* **Prompt A**: In the SCAN passage, on which nodes can SCAN VIPs run, unlike node VIPs?
* **Prompt B**: Copy the SCAN passage between "Oracle Grid Infrastructure Installation" and "a different node.", inclusive, putting "SCAN virtual IPs" in place of "SCAN VIPs".

Oracle recommends that you configure clients connecting to the cluster to use the SCAN name, rather than node VIPs used in releases before Oracle Grid Infrastructure 11g Release 2 (11.2). Clients connecting to Oracle RAC databases using SCANs do not have to be configured with addresses of each node that hosts a particular database or database instance. For example, if you configure policy-managed server pools for a cluster, then connecting to the database using a SCAN enables connections to server pools in that database, regardless of which nodes are allocated to the server pool. You can add or remove nodes from the database without having to reconfigure clients connecting to the database.

See Also:

Oracle Grid Infrastructure Installation Guide for your platform for more information about SCAN configuration and requirements

7.9.4.2 SCAN VIP Addresses

SCAN virtual IP addresses (VIPs) function like node VIPs. However, unlike node VIPs, SCAN VIPs can run on any node in the cluster. Clients (users or applications) that connect using a SCAN instead of a node VIP name or address do not have to update the list of node names or addresses in their local tnsnames.ora file when nodes are added to or removed from the cluster, or when a database instance runs on a different node.

* **Listing**:
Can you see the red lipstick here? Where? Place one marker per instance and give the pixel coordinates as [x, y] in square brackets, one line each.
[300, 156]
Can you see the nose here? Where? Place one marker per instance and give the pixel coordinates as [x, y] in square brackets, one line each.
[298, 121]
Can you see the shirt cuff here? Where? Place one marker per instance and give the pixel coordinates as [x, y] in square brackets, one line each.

* **Exercise answer A**: On any node in the cluster.

* **Exercise answer B**:
Oracle Grid Infrastructure Installation Guide for your platform for more information about SCAN configuration and requirements

7.9.4.2 SCAN VIP Addresses

SCAN virtual IP addresses (VIPs) function like node VIPs. However, unlike node VIPs, SCAN virtual IPs can run on any node in the cluster. Clients (users or applications) that connect using a SCAN instead of a node VIP name or address do not have to update the list of node names or addresses in their local tnsnames.ora file when nodes are added to or removed from the cluster, or when a database instance runs on a different node.